- _Set exercise_
Repeat the listing below from the line with "of the window" up to and including the line with "x=1002, y=207", changing nothing.

- _Listed records_
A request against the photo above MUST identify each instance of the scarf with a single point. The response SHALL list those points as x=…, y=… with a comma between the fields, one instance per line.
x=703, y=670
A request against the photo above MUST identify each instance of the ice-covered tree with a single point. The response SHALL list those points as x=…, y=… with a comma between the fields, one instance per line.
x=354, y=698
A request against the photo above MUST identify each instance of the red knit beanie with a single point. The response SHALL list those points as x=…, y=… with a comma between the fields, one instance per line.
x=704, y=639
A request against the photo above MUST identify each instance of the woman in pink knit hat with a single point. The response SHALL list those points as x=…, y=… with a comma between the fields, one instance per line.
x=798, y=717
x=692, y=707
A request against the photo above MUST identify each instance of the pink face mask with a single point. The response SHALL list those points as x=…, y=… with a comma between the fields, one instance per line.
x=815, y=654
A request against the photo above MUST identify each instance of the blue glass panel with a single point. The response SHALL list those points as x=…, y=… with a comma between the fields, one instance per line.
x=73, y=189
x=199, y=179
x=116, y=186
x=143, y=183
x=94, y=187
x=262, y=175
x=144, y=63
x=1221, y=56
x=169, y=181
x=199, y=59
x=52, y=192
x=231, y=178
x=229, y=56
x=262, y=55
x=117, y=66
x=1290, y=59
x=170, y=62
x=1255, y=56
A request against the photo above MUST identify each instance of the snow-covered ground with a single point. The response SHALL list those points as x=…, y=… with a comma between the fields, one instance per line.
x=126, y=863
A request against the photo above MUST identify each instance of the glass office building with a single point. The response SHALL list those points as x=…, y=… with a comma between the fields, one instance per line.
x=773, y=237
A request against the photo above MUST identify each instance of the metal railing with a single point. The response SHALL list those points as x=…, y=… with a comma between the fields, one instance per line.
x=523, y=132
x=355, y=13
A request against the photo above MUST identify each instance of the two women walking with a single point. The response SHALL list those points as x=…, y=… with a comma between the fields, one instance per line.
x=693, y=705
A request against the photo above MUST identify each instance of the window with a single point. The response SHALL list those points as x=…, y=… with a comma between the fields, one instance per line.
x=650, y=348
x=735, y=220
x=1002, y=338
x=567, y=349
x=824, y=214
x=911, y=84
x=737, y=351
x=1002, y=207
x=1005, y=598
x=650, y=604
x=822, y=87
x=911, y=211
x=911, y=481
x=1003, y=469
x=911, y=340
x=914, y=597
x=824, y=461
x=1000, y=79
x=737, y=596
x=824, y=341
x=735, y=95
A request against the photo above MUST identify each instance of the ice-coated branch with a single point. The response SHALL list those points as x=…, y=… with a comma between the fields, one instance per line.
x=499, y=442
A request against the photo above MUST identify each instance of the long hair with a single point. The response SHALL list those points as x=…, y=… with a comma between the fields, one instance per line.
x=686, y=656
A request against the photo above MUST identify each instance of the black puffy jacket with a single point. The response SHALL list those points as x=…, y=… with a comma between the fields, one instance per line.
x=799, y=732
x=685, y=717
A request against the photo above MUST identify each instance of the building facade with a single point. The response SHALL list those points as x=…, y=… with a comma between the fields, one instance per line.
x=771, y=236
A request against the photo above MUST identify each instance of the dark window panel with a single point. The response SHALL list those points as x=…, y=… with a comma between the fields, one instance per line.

- _Output of the task_
A request against the photo above MUST identify each instance of the window with a single point. The response SHALL list those points as x=…, y=… with a comma between the fields, one instance per line.
x=650, y=348
x=735, y=220
x=1002, y=338
x=567, y=349
x=824, y=214
x=911, y=84
x=737, y=351
x=1002, y=207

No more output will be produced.